Study material START

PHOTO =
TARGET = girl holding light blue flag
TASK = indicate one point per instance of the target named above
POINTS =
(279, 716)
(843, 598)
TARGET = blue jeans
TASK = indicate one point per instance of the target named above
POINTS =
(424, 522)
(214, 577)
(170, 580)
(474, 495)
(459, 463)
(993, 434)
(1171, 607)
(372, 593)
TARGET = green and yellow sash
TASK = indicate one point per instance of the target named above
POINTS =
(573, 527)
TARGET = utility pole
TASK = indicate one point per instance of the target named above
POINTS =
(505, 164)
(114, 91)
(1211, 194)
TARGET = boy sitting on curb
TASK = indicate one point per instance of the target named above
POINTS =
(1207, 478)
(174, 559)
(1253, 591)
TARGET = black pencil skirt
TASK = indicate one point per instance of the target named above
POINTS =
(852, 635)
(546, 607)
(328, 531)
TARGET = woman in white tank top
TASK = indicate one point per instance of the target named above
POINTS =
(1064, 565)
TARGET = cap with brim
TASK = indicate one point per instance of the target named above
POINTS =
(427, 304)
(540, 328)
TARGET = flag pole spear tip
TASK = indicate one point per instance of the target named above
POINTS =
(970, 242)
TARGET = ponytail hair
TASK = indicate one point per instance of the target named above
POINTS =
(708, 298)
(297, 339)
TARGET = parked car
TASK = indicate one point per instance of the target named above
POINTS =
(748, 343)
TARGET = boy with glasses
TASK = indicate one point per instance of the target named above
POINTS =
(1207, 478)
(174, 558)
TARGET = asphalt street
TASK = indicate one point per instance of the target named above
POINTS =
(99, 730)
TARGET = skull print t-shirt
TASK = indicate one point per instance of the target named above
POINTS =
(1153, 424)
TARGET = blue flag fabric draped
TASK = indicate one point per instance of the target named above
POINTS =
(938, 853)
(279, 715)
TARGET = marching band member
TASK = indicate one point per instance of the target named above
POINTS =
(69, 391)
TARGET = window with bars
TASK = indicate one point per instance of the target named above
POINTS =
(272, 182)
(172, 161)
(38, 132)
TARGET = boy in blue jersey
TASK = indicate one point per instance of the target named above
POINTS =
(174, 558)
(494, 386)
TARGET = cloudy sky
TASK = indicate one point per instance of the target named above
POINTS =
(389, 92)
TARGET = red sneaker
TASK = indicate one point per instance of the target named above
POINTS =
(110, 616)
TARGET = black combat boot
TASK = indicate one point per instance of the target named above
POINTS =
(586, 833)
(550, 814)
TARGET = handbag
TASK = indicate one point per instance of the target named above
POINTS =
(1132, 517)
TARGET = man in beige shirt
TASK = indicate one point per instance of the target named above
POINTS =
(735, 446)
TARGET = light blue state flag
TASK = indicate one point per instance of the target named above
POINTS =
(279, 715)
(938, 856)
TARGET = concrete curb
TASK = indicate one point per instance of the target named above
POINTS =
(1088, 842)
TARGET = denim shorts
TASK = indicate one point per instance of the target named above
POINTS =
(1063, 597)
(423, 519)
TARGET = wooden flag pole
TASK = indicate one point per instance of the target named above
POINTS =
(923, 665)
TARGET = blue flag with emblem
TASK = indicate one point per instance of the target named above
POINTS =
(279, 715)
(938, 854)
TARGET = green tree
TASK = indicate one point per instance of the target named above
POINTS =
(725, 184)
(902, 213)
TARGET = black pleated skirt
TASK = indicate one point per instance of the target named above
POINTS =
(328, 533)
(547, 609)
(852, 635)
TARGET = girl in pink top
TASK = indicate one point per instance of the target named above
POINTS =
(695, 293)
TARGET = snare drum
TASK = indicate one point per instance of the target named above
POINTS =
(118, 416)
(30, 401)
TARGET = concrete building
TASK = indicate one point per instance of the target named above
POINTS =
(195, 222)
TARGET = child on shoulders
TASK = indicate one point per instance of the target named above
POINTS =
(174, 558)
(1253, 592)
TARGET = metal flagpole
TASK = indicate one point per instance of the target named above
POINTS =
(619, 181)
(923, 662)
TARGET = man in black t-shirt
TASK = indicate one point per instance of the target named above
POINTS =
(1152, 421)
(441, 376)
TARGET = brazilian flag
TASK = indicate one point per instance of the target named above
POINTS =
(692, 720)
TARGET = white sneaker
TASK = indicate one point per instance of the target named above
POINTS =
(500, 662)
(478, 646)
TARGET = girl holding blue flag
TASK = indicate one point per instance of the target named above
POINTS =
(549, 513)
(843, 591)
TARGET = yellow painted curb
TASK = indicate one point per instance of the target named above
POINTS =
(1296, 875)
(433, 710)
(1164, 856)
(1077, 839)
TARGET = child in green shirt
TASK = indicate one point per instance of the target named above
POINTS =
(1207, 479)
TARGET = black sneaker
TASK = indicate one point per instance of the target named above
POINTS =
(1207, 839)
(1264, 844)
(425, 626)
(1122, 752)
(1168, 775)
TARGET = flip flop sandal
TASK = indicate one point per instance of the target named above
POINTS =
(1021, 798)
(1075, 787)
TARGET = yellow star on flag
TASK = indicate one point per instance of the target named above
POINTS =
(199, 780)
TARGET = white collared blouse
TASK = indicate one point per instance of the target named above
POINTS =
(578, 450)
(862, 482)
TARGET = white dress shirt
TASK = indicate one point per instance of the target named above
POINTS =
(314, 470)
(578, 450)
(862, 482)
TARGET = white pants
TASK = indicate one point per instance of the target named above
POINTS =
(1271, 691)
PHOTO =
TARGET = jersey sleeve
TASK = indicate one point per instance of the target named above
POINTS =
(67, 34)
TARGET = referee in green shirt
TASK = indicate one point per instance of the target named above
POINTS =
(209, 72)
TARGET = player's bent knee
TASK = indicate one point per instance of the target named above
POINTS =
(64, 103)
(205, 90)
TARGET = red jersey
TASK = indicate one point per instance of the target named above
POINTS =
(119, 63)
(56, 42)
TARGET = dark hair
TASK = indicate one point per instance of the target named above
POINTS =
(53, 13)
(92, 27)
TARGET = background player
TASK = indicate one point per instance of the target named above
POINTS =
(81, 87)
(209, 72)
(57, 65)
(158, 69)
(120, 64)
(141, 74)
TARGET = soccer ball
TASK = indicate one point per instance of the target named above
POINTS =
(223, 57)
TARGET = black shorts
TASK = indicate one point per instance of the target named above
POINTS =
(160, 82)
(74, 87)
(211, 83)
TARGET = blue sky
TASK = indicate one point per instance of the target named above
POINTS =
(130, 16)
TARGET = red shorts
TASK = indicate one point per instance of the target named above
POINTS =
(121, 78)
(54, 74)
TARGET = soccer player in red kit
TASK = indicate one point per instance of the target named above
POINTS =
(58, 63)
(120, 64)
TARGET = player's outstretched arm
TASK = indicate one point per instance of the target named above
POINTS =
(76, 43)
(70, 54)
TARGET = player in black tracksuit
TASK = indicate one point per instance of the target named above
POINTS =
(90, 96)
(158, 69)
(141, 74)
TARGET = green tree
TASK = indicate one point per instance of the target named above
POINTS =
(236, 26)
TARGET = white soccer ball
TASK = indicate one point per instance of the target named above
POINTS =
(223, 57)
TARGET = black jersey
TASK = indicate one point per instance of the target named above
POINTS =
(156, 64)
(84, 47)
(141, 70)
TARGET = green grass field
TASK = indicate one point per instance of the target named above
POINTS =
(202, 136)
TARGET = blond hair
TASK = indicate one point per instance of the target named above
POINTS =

Study material END

**Problem to solve:** Copy the entries exactly as they appear.

**Your solution:**
PHOTO =
TARGET = girl holding light blue flag
TASK = indicate one point per instance of the target named above
POINTS =
(279, 716)
(843, 598)
TARGET = blue jeans
TASK = indicate one point per instance of the target named above
POINTS =
(424, 522)
(214, 577)
(170, 580)
(474, 495)
(459, 463)
(993, 434)
(1171, 607)
(372, 593)
TARGET = green and yellow sash
TASK = indicate one point per instance of the target named above
POINTS =
(573, 527)
TARGET = utility pole
TASK = indicate one point per instance of the target named above
POINTS =
(505, 164)
(114, 91)
(1211, 194)
TARGET = boy sitting on curb
TASK = indicate one point per instance of the target named above
POINTS =
(1207, 478)
(174, 559)
(1253, 591)
TARGET = black pencil skirt
TASK = indicate one point per instance of the target named above
POINTS =
(852, 635)
(546, 607)
(328, 531)
TARGET = woman in white tank top
TASK = indicate one point per instance of the target named above
POINTS =
(1064, 565)
TARGET = cap with brim
TASK = indicate one point per instance of the target named above
POINTS =
(427, 304)
(540, 328)
TARGET = flag pole spear tip
TASK = indicate one point per instance of the target named above
POINTS =
(970, 242)
TARGET = ponytail hair
TASK = indicate one point per instance of the target named above
POINTS =
(708, 298)
(297, 339)
TARGET = parked car
TASK = indicate one point per instance of the target named above
POINTS =
(748, 343)
TARGET = boy with glasses
TASK = indicate one point per instance of the target named above
POINTS =
(1207, 478)
(174, 558)
TARGET = asphalt street
TASK = indicate one point per instance of the target named above
POINTS =
(99, 730)
TARGET = skull print t-shirt
TASK = indicate one point per instance of the target named above
POINTS =
(1153, 424)
TARGET = blue flag fabric draped
TASK = indicate one point per instance of the target named above
POINTS =
(938, 853)
(279, 715)
TARGET = marching band member
TASK = indicate one point per instance of the target named above
POINTS =
(69, 391)
TARGET = window with bars
TASK = indicate one point per instance of the target named above
POINTS =
(272, 182)
(172, 161)
(38, 132)
TARGET = boy in blue jersey
TASK = indicate one point per instance of the target named above
POINTS =
(174, 558)
(494, 386)
TARGET = cloudy sky
TASK = indicate one point per instance of the target named above
POINTS =
(389, 92)
TARGET = red sneaker
TASK = indicate one point per instance of the target named above
POINTS =
(110, 616)
TARGET = black combat boot
TASK = indicate one point per instance of the target named above
POINTS =
(586, 833)
(550, 814)
TARGET = handbag
TASK = indicate one point per instance of the target named above
POINTS =
(1132, 517)
TARGET = man in beige shirt
TASK = indicate one point per instance of the target named above
POINTS =
(735, 446)
TARGET = light blue state flag
TASK = indicate one point per instance of the target named above
POINTS =
(279, 715)
(938, 856)
TARGET = concrete curb
TASK = indicate one point per instance of the target named above
POINTS =
(1088, 842)
TARGET = denim shorts
TASK = indicate one point per instance of the target named above
POINTS =
(1063, 597)
(423, 519)
TARGET = wooden flag pole
TASK = indicate one point per instance of the target named above
POINTS =
(923, 665)
TARGET = blue flag with emblem
TASK = indicate one point per instance of the target named above
POINTS =
(279, 715)
(938, 854)
TARGET = green tree
TASK = indicate one point per instance of the target named above
POINTS =
(725, 184)
(902, 213)
TARGET = black pleated skirt
TASK = indicate one point per instance of the target named above
POINTS =
(328, 533)
(547, 609)
(852, 635)
TARGET = girl in pink top
TASK = indicate one point per instance of the target named above
POINTS =
(695, 293)
TARGET = snare drum
TASK = indicate one point per instance of the target named above
POINTS =
(118, 416)
(30, 401)
TARGET = concrete building
TASK = indicate one point per instance of the target named above
POINTS =
(195, 222)
TARGET = child on shoulders
TASK = indicate one point per instance of the target named above
POINTS =
(174, 558)
(1253, 592)
TARGET = metal flagpole
TASK = indicate one point per instance of the target named above
POINTS =
(619, 181)
(923, 662)
TARGET = man in black t-shirt
TASK = indicate one point per instance of the target named above
POINTS =
(1152, 421)
(441, 376)
TARGET = brazilian flag
TASK = indicate one point per instance of the target named above
POINTS =
(692, 720)
TARGET = white sneaker
TASK = indicate one point per instance of the target named above
POINTS =
(500, 662)
(478, 646)
TARGET = girl holding blue flag
TASK = indicate one point per instance of the target named above
POINTS =
(549, 513)
(843, 591)
TARGET = yellow painted curb
TASK = indicate one point per instance of the target named above
POINTS =
(1296, 875)
(433, 710)
(1164, 856)
(1077, 839)
TARGET = child in green shirt
TASK = indicate one point per instance of the target named above
POINTS =
(1207, 479)
TARGET = black sneaker
TASK = indicate one point per instance of the target named above
POINTS =
(1207, 839)
(1264, 844)
(425, 626)
(1122, 752)
(1168, 775)
TARGET = flip flop sandal
TASK = indicate one point per instance of the target named above
POINTS =
(1021, 798)
(1075, 787)
TARGET = yellow star on flag
TASK = indicate one point per instance of the target named above
POINTS =
(199, 780)
TARGET = white collared blouse
TASK = indicate one point per instance of the target named above
POINTS =
(578, 450)
(862, 482)
TARGET = white dress shirt
TASK = indicate one point per instance of the target named above
POINTS =
(314, 470)
(578, 450)
(862, 482)
TARGET = white pants
TASK = indicate one point per instance of the target named above
POINTS =
(1271, 691)
PHOTO =
TARGET = jersey sleeve
TASK = indicate one point per instance of the target named above
POINTS =
(67, 34)
TARGET = referee in green shirt
TASK = indicate one point per instance of the target named above
POINTS =
(209, 72)
TARGET = player's bent knee
TASK = indicate one point per instance of the target named above
POINTS =
(64, 103)
(205, 90)
TARGET = red jersey
TASK = indicate one point per instance of the target named above
POINTS =
(119, 63)
(56, 42)
TARGET = dark hair
TASK = indicate one point per instance of the target named above
POINTS =
(53, 13)
(92, 27)
TARGET = background player
TASK = indicate one point per instance of the target named above
POINTS =
(81, 87)
(209, 72)
(57, 65)
(158, 69)
(120, 64)
(141, 74)
TARGET = soccer ball
TASK = indicate one point per instance of the target named above
POINTS =
(223, 57)
TARGET = black shorts
TASK = indicate one point per instance of the target named above
POINTS =
(160, 82)
(74, 87)
(211, 83)
TARGET = blue sky
TASK = indicate one point per instance of the target named above
POINTS =
(130, 16)
TARGET = red shorts
TASK = indicate one point per instance of the target named above
POINTS =
(121, 78)
(54, 74)
TARGET = soccer player in red kit
TASK = indicate one point per instance of the target named above
POINTS =
(58, 63)
(120, 64)
TARGET = player's outstretched arm
TASK = indicate one point per instance of the target named above
POINTS =
(76, 43)
(70, 54)
TARGET = player in black tracksuit
TASK = indicate one point per instance of the target named above
POINTS =
(90, 96)
(158, 69)
(141, 74)
TARGET = green tree
TASK = indicate one point per instance of the target named above
POINTS =
(236, 26)
TARGET = white soccer ball
TASK = indicate one point per instance of the target named above
POINTS =
(223, 57)
TARGET = black jersey
TASK = indicate one point per instance of the target named above
POINTS =
(156, 64)
(84, 47)
(141, 70)
TARGET = green grass field
TASK = indicate one point per instance of the target named above
POINTS =
(202, 136)
TARGET = blond hair
TASK = indicate one point per instance of the target named above
POINTS =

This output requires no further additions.